## What to work on
Pull out every line in the records below that contains the word "window" and copy each of those lines in full.

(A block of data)
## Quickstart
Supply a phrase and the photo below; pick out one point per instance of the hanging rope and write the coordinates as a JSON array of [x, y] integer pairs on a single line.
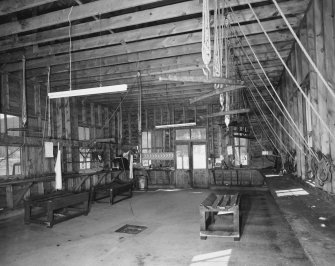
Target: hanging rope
[[286, 114], [292, 76], [70, 48], [24, 96], [206, 37], [217, 61], [330, 90]]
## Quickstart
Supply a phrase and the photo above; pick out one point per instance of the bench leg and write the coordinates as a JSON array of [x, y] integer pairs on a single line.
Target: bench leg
[[27, 213], [111, 198]]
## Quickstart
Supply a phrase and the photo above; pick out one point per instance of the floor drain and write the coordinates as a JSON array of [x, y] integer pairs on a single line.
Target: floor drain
[[131, 229]]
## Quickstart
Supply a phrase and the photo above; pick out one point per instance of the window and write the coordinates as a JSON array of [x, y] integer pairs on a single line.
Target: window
[[146, 146], [182, 156], [13, 123], [241, 151], [84, 158], [10, 160], [191, 134], [199, 156], [183, 134], [84, 133], [198, 133], [2, 123]]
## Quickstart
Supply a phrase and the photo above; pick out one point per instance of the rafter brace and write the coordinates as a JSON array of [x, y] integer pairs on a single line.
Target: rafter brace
[[232, 112], [215, 92], [201, 79]]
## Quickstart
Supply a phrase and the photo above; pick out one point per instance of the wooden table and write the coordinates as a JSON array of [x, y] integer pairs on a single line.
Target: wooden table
[[112, 190], [220, 216], [56, 207]]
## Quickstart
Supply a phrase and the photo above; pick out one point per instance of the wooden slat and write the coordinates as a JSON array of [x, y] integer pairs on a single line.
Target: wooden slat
[[225, 201], [12, 6], [145, 16], [215, 92], [158, 43], [231, 112], [77, 12], [201, 79]]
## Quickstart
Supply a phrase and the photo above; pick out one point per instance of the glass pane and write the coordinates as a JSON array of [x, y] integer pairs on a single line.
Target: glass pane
[[243, 142], [144, 140], [81, 133], [14, 160], [199, 156], [13, 122], [183, 134], [182, 157], [159, 139], [2, 160], [2, 123], [149, 139], [237, 156], [243, 155], [87, 133], [198, 134]]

## Solution for this task
Supply a phrase and the photo above; pick out one point per instance of the window and write the coordinates as a JSON array of [x, y] integer pairs on a single line.
Target: window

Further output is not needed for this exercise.